» **About this exercise**:
Line by line, copy the material that follows without leaving anything out.

» **Input data**:
+ + + +
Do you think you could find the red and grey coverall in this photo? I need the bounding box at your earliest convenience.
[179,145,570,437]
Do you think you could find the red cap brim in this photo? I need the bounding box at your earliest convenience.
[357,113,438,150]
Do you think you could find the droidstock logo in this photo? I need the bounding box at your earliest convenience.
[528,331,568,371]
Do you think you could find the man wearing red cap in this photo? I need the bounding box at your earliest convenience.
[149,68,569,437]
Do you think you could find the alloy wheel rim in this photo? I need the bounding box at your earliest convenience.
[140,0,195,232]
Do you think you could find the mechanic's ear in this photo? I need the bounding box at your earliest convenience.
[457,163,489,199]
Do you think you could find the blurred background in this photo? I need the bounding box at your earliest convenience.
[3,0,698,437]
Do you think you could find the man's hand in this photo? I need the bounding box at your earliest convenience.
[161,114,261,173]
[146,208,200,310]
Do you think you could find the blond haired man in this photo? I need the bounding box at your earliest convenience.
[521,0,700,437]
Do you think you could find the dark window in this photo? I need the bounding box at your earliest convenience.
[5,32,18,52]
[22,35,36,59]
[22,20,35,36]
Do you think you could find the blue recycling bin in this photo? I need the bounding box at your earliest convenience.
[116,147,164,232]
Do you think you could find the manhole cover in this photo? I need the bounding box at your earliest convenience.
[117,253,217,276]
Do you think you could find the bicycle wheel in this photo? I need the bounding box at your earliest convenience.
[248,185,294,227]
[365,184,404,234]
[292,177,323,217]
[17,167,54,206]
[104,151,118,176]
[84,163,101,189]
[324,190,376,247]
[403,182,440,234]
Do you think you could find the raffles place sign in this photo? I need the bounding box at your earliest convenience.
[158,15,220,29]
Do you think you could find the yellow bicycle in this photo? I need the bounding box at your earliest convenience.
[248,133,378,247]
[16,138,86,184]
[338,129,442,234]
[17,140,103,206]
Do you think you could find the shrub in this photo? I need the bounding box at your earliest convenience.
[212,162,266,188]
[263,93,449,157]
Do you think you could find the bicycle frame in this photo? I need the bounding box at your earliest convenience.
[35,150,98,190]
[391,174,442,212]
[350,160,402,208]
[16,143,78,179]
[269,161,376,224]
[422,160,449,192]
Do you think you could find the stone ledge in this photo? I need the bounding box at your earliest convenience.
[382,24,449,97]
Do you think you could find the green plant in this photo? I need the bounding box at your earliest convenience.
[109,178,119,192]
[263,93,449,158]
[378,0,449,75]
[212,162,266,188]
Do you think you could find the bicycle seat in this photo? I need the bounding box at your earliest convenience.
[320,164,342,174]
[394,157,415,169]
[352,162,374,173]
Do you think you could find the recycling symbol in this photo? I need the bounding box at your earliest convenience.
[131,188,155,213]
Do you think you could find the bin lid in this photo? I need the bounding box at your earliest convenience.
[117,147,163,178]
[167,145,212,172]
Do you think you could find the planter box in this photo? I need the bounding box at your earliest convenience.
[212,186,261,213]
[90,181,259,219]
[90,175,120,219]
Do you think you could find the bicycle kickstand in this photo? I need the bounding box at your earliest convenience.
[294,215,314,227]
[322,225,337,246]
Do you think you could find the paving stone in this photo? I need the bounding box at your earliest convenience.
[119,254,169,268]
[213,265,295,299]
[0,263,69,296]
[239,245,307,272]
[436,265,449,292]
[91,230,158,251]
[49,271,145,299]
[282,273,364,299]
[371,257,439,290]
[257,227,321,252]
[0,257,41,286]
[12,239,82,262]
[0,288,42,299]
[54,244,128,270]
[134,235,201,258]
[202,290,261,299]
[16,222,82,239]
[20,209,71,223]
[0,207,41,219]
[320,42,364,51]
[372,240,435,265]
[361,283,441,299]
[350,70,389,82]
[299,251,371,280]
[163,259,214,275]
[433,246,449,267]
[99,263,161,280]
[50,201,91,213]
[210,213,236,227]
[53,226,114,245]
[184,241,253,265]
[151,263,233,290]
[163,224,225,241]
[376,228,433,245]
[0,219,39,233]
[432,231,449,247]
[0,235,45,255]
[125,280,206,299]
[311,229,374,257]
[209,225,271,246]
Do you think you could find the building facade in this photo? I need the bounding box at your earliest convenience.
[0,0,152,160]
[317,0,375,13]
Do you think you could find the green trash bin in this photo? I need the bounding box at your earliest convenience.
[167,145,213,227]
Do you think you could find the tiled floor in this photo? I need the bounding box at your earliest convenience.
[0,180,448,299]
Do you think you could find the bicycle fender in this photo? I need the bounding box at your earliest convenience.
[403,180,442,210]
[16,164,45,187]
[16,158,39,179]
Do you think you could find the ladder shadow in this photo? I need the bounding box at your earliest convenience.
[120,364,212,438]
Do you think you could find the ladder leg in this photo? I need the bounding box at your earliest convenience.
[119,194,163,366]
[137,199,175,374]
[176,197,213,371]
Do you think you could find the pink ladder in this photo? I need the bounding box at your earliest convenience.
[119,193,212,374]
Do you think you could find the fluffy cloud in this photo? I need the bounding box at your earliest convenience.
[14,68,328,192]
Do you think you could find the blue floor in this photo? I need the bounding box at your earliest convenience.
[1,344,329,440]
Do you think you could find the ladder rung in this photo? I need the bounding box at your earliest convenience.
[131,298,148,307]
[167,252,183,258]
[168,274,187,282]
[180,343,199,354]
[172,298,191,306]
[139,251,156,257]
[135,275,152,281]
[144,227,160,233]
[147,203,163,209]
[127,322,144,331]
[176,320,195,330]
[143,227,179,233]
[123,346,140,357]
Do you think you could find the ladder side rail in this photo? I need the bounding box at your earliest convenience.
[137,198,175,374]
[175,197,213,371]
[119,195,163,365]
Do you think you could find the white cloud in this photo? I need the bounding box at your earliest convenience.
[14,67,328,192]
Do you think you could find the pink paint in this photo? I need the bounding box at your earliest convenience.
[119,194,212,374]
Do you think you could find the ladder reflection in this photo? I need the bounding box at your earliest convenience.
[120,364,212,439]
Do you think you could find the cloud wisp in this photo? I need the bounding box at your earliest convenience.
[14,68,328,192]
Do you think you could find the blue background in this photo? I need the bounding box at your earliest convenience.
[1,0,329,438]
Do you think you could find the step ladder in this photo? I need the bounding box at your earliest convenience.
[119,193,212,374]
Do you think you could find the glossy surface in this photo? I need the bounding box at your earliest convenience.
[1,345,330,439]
+ + + +
» **Result for this task**:
Do you think you could find the red and grey coverall in this photo? I need the bounding box at your earliest convenience.
[179,145,570,437]
Do you think you could find the red cap brim in this photo? I need the bounding box at your earliest convenience.
[357,113,438,150]
Do you think you could find the droidstock logo in this photo? I need the bounding box at your earliest convenience.
[528,331,568,371]
Do you think you could find the man wearing red cap in this photo? I need the bounding box at your earliest convenience.
[149,68,569,437]
Do you think you could find the alloy wheel rim in this photo? I need the bounding box at your earliest convenience.
[140,0,195,232]
Do you think you could find the mechanic's ear in this photo? I need the bounding box at your earliest convenience.
[457,163,489,199]
Do you think you could find the blurred background in this photo? I need the bounding box at your earliest convenience.
[3,0,698,437]
Do you think you could find the man's hand in this photo? I need the bounding box at your earliest convenience.
[161,114,261,173]
[146,208,200,310]
Do you think you could find the blond haired man in this photo? I need the bounding box at your earliest convenience.
[521,0,700,437]
Do you think you could find the dark window in this photo? I need the bounding box at your earliest convenience.
[5,32,18,52]
[22,35,36,59]
[22,20,35,36]
Do you think you could find the blue recycling bin in this photo? I need the bounding box at your earliest convenience.
[116,147,164,232]
Do you think you could find the manhole cover in this photo? I need the bounding box at your earliest convenience.
[117,253,217,276]
Do you think you could find the bicycle wheel in this photo? I need the bounding box at your earliest convenience.
[248,185,294,227]
[365,184,404,234]
[292,177,323,217]
[17,167,54,206]
[104,151,118,176]
[84,163,101,189]
[324,190,376,247]
[403,182,440,234]
Do you think you could find the raffles place sign in this photo? I need the bounding box at your earliest convenience.
[158,15,220,29]
Do you think you could find the yellow bicycle in this photo? I need the bounding box at your earliest convenience.
[248,133,378,247]
[16,138,86,184]
[338,129,442,234]
[17,140,103,206]
Do you think you could find the shrub in this photo? I need the bounding box at your earliest convenience.
[212,162,266,188]
[263,93,449,157]
Do you think you could find the bicycle frame in this photo? I need the bounding box at your earliest convenience.
[35,150,98,190]
[391,174,442,212]
[350,160,402,208]
[16,143,78,179]
[269,161,376,224]
[422,160,449,192]
Do you think you could find the stone ledge in this photo? I need the bounding box at your earliest convenience.
[382,24,449,97]
Do you think you could find the green plant in this photo? I need the bounding box at your earliest convenience.
[109,178,119,192]
[263,93,449,158]
[378,0,449,75]
[212,162,266,188]
Do you think you could find the bicycle seat in this photo? I need the bounding box at your earliest convenience.
[320,164,342,174]
[394,157,415,169]
[352,162,374,173]
Do you think you could find the recycling symbol in this photo? I need the bounding box at your earliest convenience.
[131,188,155,213]
Do you think you could find the bin lid in this photo? I need the bounding box at your earliest convenience.
[117,147,163,178]
[167,145,212,172]
Do you think you could find the planter box in this photo? I need the bounding box at your earliest convenience.
[212,186,261,213]
[90,181,259,219]
[90,175,120,219]
Do you think you could find the bicycle kickstand in this photo? I need the bounding box at your earliest convenience.
[294,215,314,227]
[322,225,337,246]
Do you think you could find the paving stone in this photo? I need the bounding box at your earliest convenience.
[119,254,169,268]
[213,265,295,299]
[0,263,69,296]
[239,245,307,272]
[436,265,449,292]
[91,230,158,251]
[49,271,145,299]
[282,273,364,299]
[371,257,439,290]
[257,227,321,252]
[0,257,41,286]
[12,239,82,262]
[0,288,42,299]
[54,244,128,270]
[134,235,201,258]
[202,290,261,299]
[16,222,82,239]
[20,209,71,223]
[0,207,41,219]
[320,42,364,51]
[372,240,435,265]
[361,283,441,299]
[350,70,389,82]
[299,251,371,280]
[163,259,214,275]
[433,246,449,267]
[99,263,161,280]
[50,201,91,213]
[210,213,236,227]
[53,226,114,245]
[184,241,253,265]
[151,263,233,290]
[163,224,225,241]
[376,228,433,245]
[0,219,39,233]
[432,231,449,247]
[0,235,45,255]
[125,280,206,299]
[311,229,374,257]
[209,225,271,246]
Do you think you could find the building facade in this photo? I need the bounding box at your earliest convenience.
[0,0,152,160]
[317,0,375,13]
Do you think you could find the green trash bin in this photo? I need the bounding box at your earliest convenience.
[167,145,213,227]
Do you think you could find the tiled floor in this photo? I need the bounding box at your earliest convenience.
[0,180,448,299]
Do you think you could find the bicycle fender in this photo? I need the bounding box at your earliest convenience.
[403,180,442,210]
[16,164,45,187]
[16,158,39,179]
Do you think you could find the ladder shadow in this photo? I need the bounding box at your earliest convenience.
[120,364,212,438]
Do you think you could find the ladder leg in this photo? I need the bounding box at your earliest convenience.
[119,194,163,366]
[137,199,175,374]
[176,197,213,371]
Do you think you could find the pink ladder in this photo? I need the bounding box at your earliest convenience.
[119,193,212,374]
Do you think you could find the fluffy cloud in this photo? I need the bounding box at your earliest convenience.
[14,68,328,192]
Do you think you could find the blue floor in this photo? I need the bounding box at your earliest convenience.
[1,344,329,440]
Do you think you could find the ladder rung in this photo? I need the bounding box at your earliest convenience.
[131,298,148,307]
[167,252,183,258]
[168,274,187,282]
[180,343,199,354]
[172,298,191,306]
[139,251,156,257]
[135,275,152,281]
[144,227,160,233]
[147,203,163,209]
[127,322,144,331]
[176,320,195,330]
[143,227,179,233]
[123,346,140,357]
Do you think you could find the ladder side rail in this photo? I need the bounding box at your earliest convenience.
[137,198,175,374]
[175,197,213,371]
[119,195,163,365]
Do you think you could find the white cloud in this photo? I need the bounding box at your earliest convenience.
[14,67,328,192]
Do you think you could find the pink paint in this photo? I need the bounding box at your earliest convenience.
[119,194,212,374]
Do you think you could find the ladder reflection in this photo? I need the bounding box at your earliest convenience.
[120,364,212,439]
Do you think you could find the cloud wisp in this photo? I need the bounding box at your earliest convenience.
[14,68,328,192]
Do you think you could find the blue background in this photo? I need the bounding box at your earliest convenience.
[1,0,329,438]
Do you think you could find the step ladder in this photo? I need the bounding box at your earliest convenience.
[119,193,212,374]
Do you think you could find the glossy surface in this photo? I need the bounding box at your earliest convenience.
[1,345,330,439]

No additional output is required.